* begin Dataset extract *

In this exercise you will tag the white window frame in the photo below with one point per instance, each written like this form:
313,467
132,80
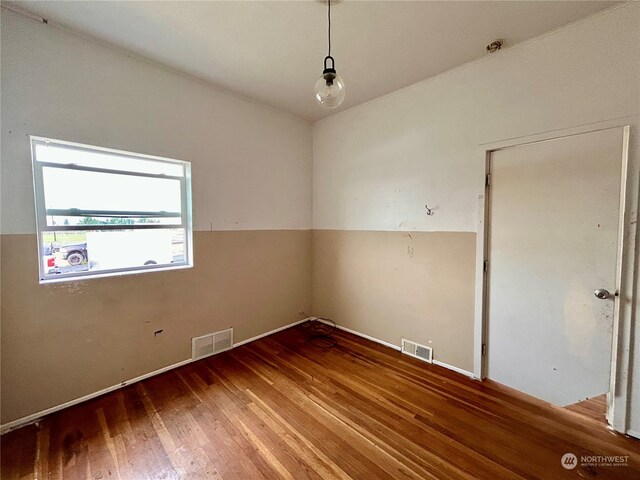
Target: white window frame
41,213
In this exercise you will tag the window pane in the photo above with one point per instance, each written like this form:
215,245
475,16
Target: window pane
54,153
68,253
112,194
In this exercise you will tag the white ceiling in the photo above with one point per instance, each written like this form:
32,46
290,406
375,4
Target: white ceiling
272,51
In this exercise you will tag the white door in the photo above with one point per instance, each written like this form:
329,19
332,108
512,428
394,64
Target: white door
552,242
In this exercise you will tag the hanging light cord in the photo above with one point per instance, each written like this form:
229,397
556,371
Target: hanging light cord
329,33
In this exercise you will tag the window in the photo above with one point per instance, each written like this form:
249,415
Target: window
103,212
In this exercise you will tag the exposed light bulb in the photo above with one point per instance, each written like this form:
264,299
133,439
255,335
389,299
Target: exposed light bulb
329,89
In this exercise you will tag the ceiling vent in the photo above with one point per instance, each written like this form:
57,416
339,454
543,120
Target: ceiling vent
418,351
211,343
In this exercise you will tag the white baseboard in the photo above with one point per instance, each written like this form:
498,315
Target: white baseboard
21,422
271,332
359,334
396,347
455,369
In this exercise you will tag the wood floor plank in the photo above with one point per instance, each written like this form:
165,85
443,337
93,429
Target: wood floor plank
279,408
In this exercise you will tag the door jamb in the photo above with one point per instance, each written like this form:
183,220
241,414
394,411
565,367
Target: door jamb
620,391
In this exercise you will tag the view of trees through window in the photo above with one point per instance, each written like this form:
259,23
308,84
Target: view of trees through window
102,211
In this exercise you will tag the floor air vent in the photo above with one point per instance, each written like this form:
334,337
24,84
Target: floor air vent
418,351
211,343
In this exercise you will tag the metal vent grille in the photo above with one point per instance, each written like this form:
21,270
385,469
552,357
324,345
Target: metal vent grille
416,350
211,343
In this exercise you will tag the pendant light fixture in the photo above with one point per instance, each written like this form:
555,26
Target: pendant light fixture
329,89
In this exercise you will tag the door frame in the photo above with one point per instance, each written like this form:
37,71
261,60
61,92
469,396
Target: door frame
620,391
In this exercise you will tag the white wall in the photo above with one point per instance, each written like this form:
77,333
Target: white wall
251,169
377,165
251,165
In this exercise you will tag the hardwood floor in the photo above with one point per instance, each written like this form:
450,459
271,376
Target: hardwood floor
279,408
595,408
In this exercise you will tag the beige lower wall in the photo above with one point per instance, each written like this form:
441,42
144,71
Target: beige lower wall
63,341
390,285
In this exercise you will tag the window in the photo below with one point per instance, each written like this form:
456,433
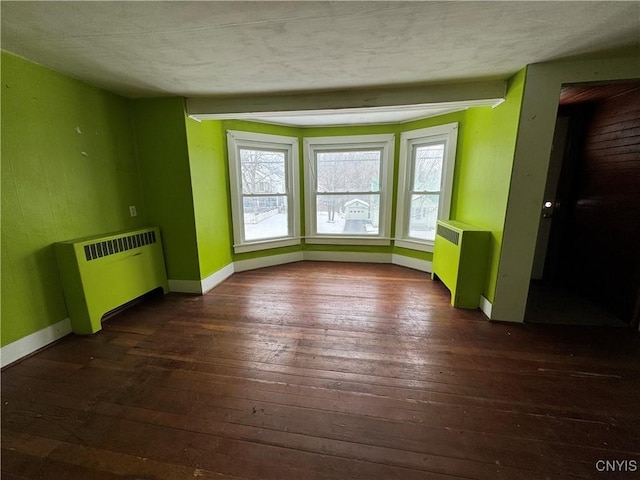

* end Dataset extract *

Objective
Output the material from the line containing "In this exercise you will tag the wood" through the end of the material as a Markdown table with the columns Row and Line, giving each line its own numbered row and skipping blank lines. Leave the pictures out of the answer.

Expected answer
| Row | Line |
|---|---|
| 1 | In this exercise you will tag the wood floor plank in the photo above with one point per instance, each written like this form: |
| 2 | 165,85 |
| 3 | 443,337 |
| 4 | 93,429 |
| 5 | Target: wood floor plank |
| 6 | 279,408 |
| 7 | In this exercise you will tag the door jamb in the photo above with one point per instance, each written like this form: |
| 8 | 183,220 |
| 9 | 241,414 |
| 10 | 394,411 |
| 11 | 565,367 |
| 12 | Target: door jamb |
| 13 | 620,391 |
| 14 | In this exercise you will tag the view of trees through window in the photo above with one point per instance, each written like this form: |
| 15 | 259,23 |
| 16 | 308,84 |
| 17 | Target: view of trees through window |
| 18 | 102,211 |
| 19 | In this exercise you will tag the floor air vent in the photo above with one point per instance, each written like this form: |
| 20 | 334,337 |
| 21 | 24,84 |
| 22 | Target: floor air vent |
| 23 | 418,351 |
| 24 | 211,343 |
| 25 | In this exercise you will tag the metal vent grille in the photo above with one point per instance, each written like this form: |
| 26 | 21,270 |
| 27 | 385,469 |
| 28 | 552,357 |
| 29 | 324,345 |
| 30 | Target: metal vent grille |
| 31 | 416,350 |
| 32 | 211,343 |
| 33 | In this exercise you will tag the pendant light fixture in the photo above with one point per instance, each written like this form: |
| 34 | 555,26 |
| 35 | Target: pendant light fixture |
| 36 | 329,89 |
| 37 | In this exercise you will tag the door frame in the photo above with one point per instance, each written like this form: |
| 38 | 37,71 |
| 39 | 261,60 |
| 40 | 61,92 |
| 41 | 469,396 |
| 42 | Target: door frame |
| 43 | 620,391 |
| 44 | In this exercise you will tag the white wall in the photo above with one point per instance, each written like this form: |
| 45 | 77,333 |
| 46 | Target: white wall |
| 47 | 251,169 |
| 48 | 377,165 |
| 49 | 251,165 |
| 50 | In this exercise you will tag the hardwood floor in the photo above with one point per instance, each written like this form: |
| 51 | 450,459 |
| 52 | 271,376 |
| 53 | Target: hardwood floor |
| 54 | 279,408 |
| 55 | 595,408 |
| 56 | In this exercise you will tag the beige lower wall in the photo above with one point per instance, each written like this form: |
| 57 | 441,42 |
| 58 | 144,71 |
| 59 | Target: beige lower wall |
| 60 | 63,341 |
| 61 | 390,285 |
| 62 | In this exercise you will tag the window in the photo below with one point per instance, each written like this form: |
| 63 | 456,433 |